:: TEXT BLOCK ::

Based on his history, physical and radiographic examination, pain was predominantly due to subacromial impingement syndrome caused by narrowing of the coracohumeral interval, resulting in subscapular tendinosis, as well as, subcoracoid and superior subscapular bursitis. This disorder is due to impingement of the lesser tuberosity of the humerus against the coracoid process. To a lesser degree, he was also noted to have subacromial impingement syndrome.
Management options were discussed, including activity modification, non-steroidal anti-inflammatory medications, physical therapy, ultrasound guided aspiration and steroid injection, as well as surgical consultation. Physical therapy was initiated, working on range of motion, particularly stretching the pectoralis minor; and strengthening activities, focusing on scapular stabilizing and rotator cuff muscles. He deferred aspiration or injection until follow up.
Upon follow up at two months, he noted some improvement in pain, now 5/10 in severity. On ultrasound, distention of the subcoracoid and subacromial bursae were again noted. Subcoracoid and subacromial aspiration and injection was recommended, but the patient decided to only pursue the subacromial injection at that time.
The patient noted significant initial reduction in pain after the subacromial injection, with resolution of the lateral shoulder pain and improvement in anterior shoulder pain to about 3/10. At nine months, even with continued home exercise program, he reported return of anterior shoulder pain over a period of several months, now about 7/10 in severity.

:::

• **ACTIVITY A**
In the shoulder pain case report, why was only the subacromial injection done at the two-month follow-up? Answer in one to three sentences.
• **ACTIVITY B**
Pick up the shoulder pain case report after its last sentence and continue it.
The data after this point can be ignored.

:: GIVEN INFORMATION ::

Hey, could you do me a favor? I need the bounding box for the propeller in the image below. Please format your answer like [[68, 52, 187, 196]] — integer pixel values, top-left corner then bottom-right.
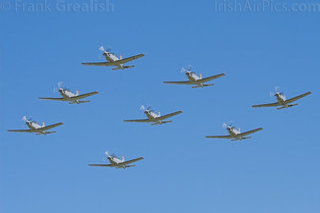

:::

• **YOUR RESPONSE A**
Ultrasound again showed distention of the subcoracoid and subacromial bursae, so aspiration and injection of both were recommended. The patient chose to pursue only the subacromial injection at that time.

• **YOUR RESPONSE B**
Subcoracoid impingement syndrome should be considered in the differential diagnosis of anterior shoulder pain. Treatment should focus on alleviating the underlying cause of impingement. In this case, treatment resulted in improvements in performing activities of daily living; although, he has been unable to resume his prior frequency and intensity of recreational weight lifting. Management was limited by infrequent follow up; however, if symptoms do not improve with conservative treatment, surgical consultation will be obtained for possible coracoplasty and subscapularis repair.
Subcoracoid impingement is characterized by anterior shoulder pain aggravated by anterior shoulder flexion, adduction and internal rotation. Activities such as driving or overhead activities such as a tennis serve may aggravate symptoms. In this case it would be interesting to know more which inciting activities increased his pain and if they were modified to decrease symptomatology.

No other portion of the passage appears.